§ What to work on
Convert the stretch of entries from the line containing "Please put a point on each instance of the santa's" through the end of the entries into a JSON list of strings, one string per line, leaving out any blank lines.

§ Input rows
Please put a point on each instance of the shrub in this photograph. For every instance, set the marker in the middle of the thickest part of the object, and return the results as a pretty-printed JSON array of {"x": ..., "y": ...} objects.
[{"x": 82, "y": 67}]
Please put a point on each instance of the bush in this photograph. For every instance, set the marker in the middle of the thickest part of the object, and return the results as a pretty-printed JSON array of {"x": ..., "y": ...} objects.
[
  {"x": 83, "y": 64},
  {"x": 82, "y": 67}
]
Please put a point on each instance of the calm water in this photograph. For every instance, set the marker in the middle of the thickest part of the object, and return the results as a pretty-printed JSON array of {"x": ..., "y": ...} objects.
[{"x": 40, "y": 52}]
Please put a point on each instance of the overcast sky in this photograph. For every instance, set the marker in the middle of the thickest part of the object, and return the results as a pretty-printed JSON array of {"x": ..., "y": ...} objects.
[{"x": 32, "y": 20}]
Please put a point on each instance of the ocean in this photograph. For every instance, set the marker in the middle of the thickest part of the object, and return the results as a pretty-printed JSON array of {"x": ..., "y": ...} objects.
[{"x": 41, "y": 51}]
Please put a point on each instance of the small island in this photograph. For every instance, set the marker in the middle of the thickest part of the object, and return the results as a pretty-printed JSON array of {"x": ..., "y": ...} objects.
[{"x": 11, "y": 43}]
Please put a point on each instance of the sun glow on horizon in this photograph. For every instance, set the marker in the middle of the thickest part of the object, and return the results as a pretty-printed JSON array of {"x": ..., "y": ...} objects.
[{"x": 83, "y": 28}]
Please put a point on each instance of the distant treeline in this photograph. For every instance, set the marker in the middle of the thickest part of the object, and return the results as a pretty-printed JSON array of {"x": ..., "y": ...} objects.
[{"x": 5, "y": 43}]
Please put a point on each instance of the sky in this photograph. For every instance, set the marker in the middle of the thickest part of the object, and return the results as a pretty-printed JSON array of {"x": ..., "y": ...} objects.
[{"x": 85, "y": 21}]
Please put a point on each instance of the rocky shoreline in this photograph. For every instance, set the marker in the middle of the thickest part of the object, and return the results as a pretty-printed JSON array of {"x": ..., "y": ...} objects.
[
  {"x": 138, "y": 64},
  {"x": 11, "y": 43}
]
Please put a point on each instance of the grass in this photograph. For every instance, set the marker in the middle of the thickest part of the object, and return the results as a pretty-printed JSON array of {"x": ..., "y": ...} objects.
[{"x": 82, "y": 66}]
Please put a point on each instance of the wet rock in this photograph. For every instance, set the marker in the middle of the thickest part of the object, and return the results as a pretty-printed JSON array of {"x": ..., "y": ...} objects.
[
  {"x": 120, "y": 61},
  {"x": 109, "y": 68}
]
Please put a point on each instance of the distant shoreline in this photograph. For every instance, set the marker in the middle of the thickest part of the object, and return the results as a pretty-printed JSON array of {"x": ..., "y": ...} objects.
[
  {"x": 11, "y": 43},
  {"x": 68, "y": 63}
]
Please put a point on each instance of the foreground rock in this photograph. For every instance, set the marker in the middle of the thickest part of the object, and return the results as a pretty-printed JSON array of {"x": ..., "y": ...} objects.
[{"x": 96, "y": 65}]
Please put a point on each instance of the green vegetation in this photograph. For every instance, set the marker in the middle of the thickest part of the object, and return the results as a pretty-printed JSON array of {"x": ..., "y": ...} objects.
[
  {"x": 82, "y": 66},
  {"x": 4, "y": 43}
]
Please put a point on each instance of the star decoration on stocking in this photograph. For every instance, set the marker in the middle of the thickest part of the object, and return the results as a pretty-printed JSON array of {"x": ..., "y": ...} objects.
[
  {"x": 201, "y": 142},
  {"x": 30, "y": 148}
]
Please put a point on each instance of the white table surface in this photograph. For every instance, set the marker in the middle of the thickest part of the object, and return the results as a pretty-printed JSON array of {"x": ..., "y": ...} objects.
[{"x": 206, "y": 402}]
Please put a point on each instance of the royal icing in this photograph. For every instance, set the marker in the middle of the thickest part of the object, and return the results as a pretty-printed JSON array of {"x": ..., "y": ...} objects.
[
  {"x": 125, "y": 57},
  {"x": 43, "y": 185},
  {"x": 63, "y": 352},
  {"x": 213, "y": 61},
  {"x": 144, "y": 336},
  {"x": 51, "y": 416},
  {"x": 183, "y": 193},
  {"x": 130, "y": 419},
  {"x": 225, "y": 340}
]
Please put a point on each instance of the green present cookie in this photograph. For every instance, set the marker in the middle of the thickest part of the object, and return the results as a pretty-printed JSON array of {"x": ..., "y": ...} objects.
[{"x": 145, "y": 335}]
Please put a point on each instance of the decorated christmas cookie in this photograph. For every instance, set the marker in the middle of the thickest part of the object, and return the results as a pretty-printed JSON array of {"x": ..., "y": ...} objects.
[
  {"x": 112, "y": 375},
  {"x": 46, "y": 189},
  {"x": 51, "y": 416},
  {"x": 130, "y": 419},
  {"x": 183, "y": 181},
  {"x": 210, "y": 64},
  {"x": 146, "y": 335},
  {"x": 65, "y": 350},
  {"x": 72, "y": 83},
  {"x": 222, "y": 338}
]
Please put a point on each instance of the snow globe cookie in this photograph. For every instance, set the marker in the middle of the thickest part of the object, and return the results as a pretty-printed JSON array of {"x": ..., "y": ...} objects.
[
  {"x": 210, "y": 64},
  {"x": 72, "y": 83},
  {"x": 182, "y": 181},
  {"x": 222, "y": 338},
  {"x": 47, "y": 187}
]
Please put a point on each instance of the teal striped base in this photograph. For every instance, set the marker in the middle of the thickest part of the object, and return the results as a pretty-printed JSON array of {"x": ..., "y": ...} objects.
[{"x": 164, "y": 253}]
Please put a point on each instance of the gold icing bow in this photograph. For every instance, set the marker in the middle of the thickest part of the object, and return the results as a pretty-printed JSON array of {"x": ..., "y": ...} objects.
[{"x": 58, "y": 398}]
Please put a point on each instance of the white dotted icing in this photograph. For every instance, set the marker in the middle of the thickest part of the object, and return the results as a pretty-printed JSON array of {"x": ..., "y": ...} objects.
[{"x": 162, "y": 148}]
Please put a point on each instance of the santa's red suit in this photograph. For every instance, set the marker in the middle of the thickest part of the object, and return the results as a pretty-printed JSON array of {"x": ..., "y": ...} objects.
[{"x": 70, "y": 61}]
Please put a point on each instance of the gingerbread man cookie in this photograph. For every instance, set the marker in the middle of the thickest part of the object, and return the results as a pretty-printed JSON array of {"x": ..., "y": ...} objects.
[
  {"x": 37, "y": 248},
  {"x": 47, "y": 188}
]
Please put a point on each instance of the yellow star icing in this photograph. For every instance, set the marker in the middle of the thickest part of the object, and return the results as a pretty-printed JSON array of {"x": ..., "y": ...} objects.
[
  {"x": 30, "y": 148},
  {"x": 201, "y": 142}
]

§ The result
[
  "Please put a point on each instance of the santa's red suit in this photograph. For every instance, set the marker in the middle of the thickest part of the object, and return the results as a pretty-printed JSON array of {\"x\": ..., \"y\": ...} objects.",
  "[{\"x\": 70, \"y\": 61}]",
  "Please put a point on each instance of the gingerbread man cookie in this photograph. For every instance, set the marker in the middle of the thickest part of the object, and return the results as a pretty-printed JSON array of {\"x\": ..., \"y\": ...} objects.",
  "[",
  "  {\"x\": 37, \"y\": 248},",
  "  {\"x\": 47, \"y\": 188}",
  "]",
  "Please put a point on each instance of the yellow star icing in this photograph. For every instance, set the marker in the middle of the thickest part of the object, and return the results as a pretty-printed JSON array of {\"x\": ..., \"y\": ...} objects.",
  "[",
  "  {\"x\": 30, \"y\": 148},",
  "  {\"x\": 201, \"y\": 142}",
  "]"
]